WHAT IS NEEDED — Working from the entries below, give again each line from the first through the one containing "box: [1007, 679, 1090, 771]", exactly and with nothing else.
┌──
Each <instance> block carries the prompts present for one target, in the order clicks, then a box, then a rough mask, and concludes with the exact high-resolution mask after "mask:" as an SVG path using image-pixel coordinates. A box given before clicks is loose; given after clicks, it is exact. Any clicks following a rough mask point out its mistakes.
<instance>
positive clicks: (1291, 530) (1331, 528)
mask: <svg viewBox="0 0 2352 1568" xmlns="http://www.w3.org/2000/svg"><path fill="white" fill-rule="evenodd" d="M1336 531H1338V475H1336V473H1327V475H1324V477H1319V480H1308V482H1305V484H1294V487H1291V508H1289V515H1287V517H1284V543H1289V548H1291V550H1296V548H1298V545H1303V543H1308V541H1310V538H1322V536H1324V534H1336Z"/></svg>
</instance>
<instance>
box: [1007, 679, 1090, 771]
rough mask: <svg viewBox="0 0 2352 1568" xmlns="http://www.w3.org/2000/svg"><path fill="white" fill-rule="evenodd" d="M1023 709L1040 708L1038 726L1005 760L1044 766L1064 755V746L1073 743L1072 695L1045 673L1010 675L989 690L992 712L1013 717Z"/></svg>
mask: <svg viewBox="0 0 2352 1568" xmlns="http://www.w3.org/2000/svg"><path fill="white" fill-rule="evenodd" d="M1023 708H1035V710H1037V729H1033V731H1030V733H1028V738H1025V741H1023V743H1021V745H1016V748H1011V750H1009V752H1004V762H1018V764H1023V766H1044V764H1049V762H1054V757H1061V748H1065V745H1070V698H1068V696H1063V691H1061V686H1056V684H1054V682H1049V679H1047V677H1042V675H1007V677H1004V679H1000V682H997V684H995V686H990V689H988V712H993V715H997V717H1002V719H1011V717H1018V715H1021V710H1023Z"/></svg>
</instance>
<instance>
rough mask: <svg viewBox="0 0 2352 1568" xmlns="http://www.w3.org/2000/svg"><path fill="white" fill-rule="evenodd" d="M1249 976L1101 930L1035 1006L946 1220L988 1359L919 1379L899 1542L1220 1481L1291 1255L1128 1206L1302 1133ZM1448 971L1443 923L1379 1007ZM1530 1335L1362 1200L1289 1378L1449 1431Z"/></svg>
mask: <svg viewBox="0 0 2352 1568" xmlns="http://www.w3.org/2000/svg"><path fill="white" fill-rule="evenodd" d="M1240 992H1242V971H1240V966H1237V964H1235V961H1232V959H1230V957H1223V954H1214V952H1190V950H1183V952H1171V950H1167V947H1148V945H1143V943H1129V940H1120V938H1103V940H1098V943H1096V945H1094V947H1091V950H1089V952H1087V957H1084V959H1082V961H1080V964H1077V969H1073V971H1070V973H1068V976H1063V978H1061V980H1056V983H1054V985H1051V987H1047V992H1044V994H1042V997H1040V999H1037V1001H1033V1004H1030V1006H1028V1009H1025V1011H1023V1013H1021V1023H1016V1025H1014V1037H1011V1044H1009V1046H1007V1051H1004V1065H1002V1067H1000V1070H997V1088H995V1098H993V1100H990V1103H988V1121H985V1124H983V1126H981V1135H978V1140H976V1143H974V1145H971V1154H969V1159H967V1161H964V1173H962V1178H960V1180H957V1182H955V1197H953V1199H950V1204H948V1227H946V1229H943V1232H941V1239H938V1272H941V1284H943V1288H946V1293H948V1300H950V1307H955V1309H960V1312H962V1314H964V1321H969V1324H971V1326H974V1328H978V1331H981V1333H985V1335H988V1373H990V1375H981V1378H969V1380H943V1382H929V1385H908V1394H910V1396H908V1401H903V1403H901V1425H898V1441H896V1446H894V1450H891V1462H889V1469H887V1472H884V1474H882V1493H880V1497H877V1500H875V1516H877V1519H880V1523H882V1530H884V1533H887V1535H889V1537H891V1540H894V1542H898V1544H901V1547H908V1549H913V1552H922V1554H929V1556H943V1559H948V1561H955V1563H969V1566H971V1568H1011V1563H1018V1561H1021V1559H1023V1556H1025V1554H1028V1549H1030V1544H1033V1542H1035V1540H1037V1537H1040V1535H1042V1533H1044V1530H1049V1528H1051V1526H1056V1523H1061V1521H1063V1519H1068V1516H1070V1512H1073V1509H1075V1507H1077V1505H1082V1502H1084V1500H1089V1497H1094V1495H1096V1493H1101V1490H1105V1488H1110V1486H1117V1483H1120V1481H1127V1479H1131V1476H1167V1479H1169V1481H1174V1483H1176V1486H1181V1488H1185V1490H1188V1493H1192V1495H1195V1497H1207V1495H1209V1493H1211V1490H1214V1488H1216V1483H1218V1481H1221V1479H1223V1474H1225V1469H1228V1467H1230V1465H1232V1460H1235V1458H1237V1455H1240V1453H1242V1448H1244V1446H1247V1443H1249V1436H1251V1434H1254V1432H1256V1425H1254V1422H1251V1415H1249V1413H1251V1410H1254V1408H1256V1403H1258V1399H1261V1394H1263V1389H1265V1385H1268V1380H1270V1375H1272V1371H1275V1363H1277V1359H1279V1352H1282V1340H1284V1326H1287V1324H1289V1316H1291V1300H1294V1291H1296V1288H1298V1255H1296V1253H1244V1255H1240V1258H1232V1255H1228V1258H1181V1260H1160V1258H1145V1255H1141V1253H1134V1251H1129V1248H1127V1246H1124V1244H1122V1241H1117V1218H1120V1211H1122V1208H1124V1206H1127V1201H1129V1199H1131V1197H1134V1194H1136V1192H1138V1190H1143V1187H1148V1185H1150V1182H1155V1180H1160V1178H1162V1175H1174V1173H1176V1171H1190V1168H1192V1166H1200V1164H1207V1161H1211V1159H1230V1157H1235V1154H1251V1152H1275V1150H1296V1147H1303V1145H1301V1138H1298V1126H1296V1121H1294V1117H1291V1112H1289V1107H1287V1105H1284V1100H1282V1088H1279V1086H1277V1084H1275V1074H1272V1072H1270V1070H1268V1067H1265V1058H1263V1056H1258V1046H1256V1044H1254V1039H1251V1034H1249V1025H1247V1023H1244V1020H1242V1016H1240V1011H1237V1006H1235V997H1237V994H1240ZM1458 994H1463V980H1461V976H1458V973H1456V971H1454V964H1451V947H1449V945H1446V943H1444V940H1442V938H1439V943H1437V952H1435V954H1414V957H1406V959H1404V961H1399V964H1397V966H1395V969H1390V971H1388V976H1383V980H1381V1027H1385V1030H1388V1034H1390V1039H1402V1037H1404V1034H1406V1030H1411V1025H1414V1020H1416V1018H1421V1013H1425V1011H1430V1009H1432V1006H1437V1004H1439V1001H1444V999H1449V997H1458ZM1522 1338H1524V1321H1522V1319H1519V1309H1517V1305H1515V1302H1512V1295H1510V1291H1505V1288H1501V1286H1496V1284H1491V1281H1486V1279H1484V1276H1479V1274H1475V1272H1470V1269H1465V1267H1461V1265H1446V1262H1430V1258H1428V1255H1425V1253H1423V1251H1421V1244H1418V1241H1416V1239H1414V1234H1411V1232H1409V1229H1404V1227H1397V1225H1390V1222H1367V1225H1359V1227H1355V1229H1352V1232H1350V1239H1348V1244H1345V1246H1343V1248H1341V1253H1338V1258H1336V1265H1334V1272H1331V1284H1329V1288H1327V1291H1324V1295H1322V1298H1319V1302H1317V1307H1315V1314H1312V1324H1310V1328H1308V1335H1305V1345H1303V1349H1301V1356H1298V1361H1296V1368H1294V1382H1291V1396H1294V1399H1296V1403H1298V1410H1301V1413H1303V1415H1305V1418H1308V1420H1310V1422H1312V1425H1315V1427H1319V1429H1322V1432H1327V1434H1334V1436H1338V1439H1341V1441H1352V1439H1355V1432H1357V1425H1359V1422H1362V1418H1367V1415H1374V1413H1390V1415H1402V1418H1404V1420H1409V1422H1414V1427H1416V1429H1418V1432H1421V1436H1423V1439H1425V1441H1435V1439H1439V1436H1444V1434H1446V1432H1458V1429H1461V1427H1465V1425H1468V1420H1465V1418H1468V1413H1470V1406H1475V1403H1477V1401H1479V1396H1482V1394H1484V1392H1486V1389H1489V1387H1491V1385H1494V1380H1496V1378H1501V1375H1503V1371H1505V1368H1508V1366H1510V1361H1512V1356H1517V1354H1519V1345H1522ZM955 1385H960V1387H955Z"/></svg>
└──
FINAL ANSWER —
Each <instance> block carries the prompts present for one target, in the order clicks, then a box, then a rough mask, and concludes with the exact high-resolution mask after "mask:" as an SVG path using image-pixel coordinates. A box given before clicks is loose; given after clicks, it is exact. Any clicks following a rough mask point out its mistakes.
<instance>
positive clicks: (1291, 530) (1331, 528)
mask: <svg viewBox="0 0 2352 1568" xmlns="http://www.w3.org/2000/svg"><path fill="white" fill-rule="evenodd" d="M1336 531H1338V475H1336V473H1327V475H1324V477H1319V480H1308V482H1305V484H1294V487H1291V508H1289V515H1287V517H1284V543H1289V548H1291V550H1296V548H1298V545H1303V543H1308V541H1310V538H1322V536H1324V534H1336Z"/></svg>
</instance>
<instance>
box: [1007, 679, 1090, 771]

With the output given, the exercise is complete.